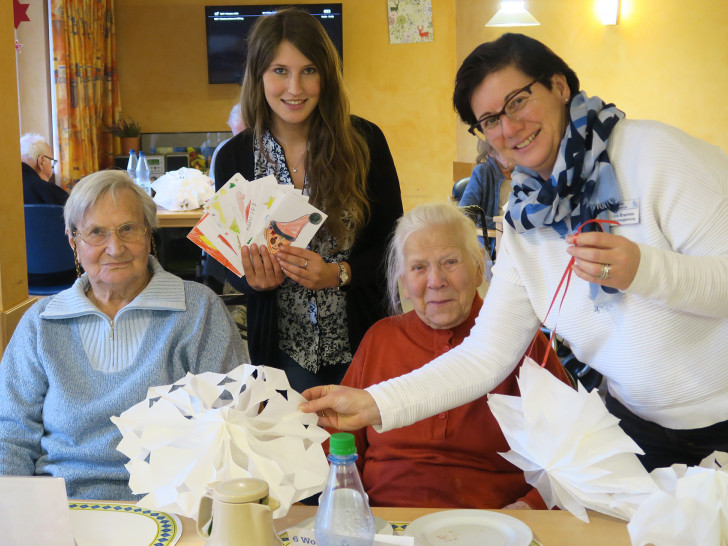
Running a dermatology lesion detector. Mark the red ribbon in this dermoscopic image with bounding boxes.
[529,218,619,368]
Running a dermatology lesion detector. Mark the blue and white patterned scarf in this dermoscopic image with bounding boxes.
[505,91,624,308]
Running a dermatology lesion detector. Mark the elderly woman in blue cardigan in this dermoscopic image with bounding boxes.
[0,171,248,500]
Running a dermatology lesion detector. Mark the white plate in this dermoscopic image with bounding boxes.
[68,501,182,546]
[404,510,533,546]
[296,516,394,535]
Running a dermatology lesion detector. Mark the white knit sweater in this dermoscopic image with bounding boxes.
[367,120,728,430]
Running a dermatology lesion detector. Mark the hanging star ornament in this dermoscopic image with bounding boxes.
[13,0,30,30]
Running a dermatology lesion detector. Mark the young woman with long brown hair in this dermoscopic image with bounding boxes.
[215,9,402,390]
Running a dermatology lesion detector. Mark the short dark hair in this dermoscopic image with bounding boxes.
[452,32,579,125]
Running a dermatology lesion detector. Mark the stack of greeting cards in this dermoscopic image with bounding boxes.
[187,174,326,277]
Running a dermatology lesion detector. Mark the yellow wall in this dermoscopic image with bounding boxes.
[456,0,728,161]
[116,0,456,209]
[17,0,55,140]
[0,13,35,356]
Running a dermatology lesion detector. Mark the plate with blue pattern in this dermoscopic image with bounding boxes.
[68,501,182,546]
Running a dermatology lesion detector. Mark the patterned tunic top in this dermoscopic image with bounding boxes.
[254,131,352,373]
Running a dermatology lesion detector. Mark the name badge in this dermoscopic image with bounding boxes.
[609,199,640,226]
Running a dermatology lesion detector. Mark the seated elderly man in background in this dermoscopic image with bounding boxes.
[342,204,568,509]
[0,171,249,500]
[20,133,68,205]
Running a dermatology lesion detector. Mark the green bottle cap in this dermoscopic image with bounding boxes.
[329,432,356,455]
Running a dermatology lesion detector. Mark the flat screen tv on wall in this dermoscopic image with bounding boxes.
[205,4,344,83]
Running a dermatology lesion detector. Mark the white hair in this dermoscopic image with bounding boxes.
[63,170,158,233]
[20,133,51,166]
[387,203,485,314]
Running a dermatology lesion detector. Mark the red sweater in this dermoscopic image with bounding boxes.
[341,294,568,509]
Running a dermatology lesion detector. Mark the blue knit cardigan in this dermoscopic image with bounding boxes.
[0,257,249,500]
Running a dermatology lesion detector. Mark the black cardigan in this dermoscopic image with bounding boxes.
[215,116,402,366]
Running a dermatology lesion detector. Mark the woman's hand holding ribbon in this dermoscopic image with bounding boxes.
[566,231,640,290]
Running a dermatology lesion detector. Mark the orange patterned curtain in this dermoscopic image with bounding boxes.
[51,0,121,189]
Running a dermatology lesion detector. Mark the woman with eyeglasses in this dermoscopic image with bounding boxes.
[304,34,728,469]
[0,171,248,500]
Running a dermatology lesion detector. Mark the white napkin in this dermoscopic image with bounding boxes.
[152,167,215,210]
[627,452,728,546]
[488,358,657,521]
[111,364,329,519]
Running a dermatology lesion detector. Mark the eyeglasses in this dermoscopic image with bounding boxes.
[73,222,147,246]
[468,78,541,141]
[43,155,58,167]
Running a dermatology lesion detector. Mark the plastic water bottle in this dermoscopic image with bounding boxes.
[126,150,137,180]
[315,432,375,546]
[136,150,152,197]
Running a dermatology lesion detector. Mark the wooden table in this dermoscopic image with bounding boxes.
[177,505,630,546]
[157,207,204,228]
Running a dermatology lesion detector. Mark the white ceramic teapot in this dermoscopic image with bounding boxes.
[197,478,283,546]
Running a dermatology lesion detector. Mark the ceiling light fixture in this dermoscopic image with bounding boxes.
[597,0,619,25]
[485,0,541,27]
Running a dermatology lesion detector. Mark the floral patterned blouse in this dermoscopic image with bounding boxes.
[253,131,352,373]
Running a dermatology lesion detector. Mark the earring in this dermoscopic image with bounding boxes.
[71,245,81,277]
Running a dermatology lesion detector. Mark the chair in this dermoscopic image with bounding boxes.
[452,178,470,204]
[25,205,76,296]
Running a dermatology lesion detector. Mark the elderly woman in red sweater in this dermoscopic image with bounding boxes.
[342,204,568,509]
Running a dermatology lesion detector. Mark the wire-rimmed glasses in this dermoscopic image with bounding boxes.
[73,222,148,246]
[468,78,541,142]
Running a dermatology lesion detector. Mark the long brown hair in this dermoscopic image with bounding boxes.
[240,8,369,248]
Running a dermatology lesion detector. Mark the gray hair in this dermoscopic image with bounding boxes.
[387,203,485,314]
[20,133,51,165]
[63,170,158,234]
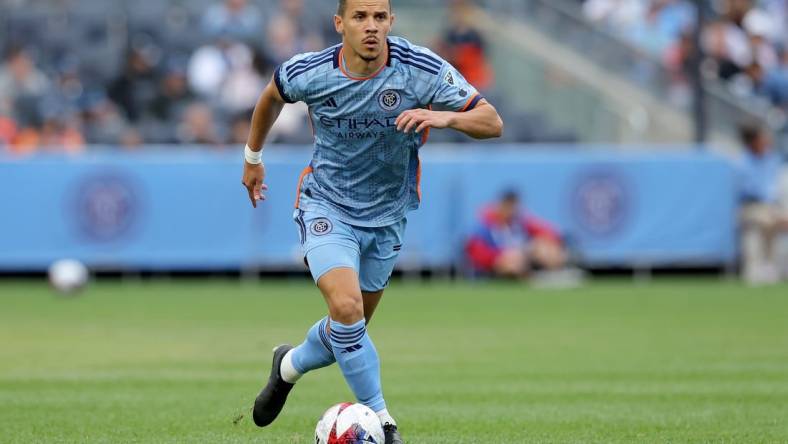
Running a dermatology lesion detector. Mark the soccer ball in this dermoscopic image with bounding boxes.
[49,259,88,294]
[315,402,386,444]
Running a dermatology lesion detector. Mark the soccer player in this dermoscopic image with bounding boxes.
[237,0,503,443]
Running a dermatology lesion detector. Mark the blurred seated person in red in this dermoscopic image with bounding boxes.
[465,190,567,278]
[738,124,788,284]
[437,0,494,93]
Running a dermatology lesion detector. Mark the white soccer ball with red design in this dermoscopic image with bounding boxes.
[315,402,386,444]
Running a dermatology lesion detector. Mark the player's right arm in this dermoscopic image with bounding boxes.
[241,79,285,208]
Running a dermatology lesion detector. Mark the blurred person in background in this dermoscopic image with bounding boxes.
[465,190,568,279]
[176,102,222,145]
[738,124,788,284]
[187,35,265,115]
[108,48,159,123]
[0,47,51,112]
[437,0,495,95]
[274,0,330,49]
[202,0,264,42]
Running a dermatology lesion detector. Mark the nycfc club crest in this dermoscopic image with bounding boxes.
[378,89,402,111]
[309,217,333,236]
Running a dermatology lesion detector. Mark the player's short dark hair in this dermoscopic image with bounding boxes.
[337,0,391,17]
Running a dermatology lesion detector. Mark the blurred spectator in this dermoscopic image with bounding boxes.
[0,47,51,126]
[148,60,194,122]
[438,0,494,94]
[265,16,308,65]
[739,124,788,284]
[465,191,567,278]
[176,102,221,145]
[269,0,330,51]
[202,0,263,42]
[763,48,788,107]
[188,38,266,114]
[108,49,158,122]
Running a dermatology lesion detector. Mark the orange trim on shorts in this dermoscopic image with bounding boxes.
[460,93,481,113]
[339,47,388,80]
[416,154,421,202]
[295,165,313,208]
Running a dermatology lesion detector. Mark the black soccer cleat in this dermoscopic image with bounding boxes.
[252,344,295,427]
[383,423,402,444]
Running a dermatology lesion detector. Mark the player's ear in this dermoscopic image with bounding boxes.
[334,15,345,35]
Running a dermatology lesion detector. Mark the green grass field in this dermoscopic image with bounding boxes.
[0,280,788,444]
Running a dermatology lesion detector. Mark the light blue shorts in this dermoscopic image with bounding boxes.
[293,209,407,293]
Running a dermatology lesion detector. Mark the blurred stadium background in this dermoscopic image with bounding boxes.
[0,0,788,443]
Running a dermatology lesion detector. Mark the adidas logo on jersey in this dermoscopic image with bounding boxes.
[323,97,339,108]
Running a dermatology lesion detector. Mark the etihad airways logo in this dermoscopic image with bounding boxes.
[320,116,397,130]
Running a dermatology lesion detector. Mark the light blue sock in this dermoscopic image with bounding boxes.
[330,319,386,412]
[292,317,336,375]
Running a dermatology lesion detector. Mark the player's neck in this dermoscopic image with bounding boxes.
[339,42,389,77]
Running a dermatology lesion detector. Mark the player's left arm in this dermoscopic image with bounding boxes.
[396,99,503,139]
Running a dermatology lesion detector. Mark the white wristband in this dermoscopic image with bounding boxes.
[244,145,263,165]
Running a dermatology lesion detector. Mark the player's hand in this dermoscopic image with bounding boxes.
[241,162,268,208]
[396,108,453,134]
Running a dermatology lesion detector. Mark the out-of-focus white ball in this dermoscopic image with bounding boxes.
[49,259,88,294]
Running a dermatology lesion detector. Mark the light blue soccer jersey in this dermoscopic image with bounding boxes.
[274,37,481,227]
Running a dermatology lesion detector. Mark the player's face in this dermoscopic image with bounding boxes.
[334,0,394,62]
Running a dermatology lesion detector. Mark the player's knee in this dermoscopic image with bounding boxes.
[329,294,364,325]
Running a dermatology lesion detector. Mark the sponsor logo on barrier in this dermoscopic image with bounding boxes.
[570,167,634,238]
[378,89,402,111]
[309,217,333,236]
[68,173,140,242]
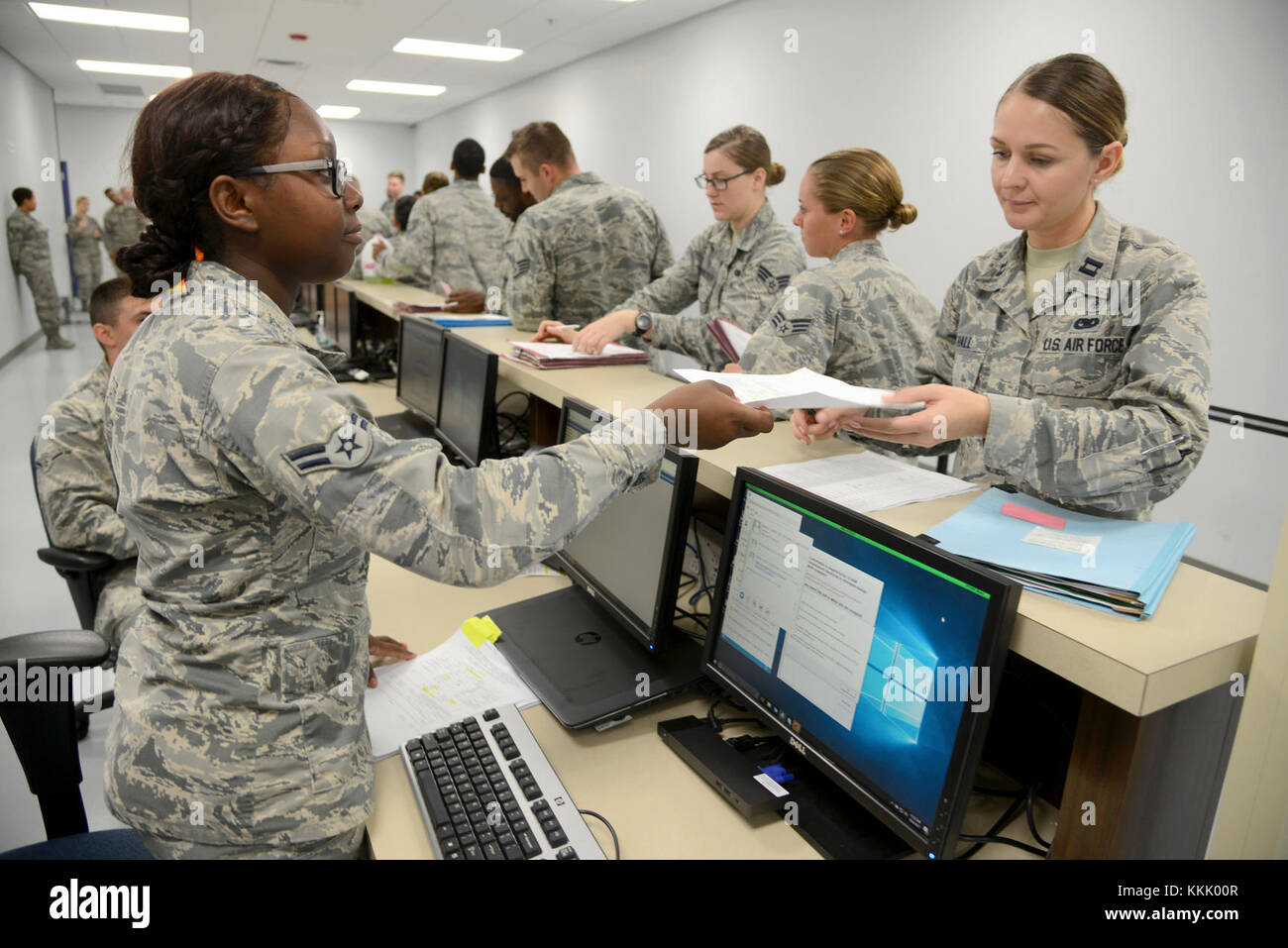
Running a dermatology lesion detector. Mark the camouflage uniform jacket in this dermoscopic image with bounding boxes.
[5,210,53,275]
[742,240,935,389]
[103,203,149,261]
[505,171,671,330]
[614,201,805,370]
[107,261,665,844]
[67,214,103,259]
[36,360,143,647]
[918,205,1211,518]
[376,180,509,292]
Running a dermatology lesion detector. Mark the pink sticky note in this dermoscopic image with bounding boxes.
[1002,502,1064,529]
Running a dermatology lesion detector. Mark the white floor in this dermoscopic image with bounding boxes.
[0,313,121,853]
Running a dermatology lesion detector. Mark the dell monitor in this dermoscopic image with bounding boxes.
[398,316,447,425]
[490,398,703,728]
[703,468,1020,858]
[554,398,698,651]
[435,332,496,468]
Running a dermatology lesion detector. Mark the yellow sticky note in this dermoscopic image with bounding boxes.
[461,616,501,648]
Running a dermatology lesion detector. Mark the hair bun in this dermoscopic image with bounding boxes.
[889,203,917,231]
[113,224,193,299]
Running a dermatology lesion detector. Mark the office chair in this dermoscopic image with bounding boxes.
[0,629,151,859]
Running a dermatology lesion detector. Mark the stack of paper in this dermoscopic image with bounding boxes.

● ● ● ●

**GIVEN REQUEST**
Update the items in the part that opens with the line containing "Running a dermatology lesion detector. Mark the young" and closes with the line containing "[187,174,326,277]", replacing "greeting cards" with "holiday cards" and leaving everything else unchanged. Give only those lines.

**ANSWER TO THE PROBLEM**
Running a dermatology lesion detector. Mark the young woman with long brown hair in this dermoscopic image with bounding boxes.
[215,9,402,390]
Running a dermatology lesion detector. Mark the short dark hair in this dermoscopic image with bounding boxes.
[452,32,579,125]
Running a dermatology lesion detector. Mark the stack of holiday cards in this dermoscopic image with bounding boxes.
[187,174,326,277]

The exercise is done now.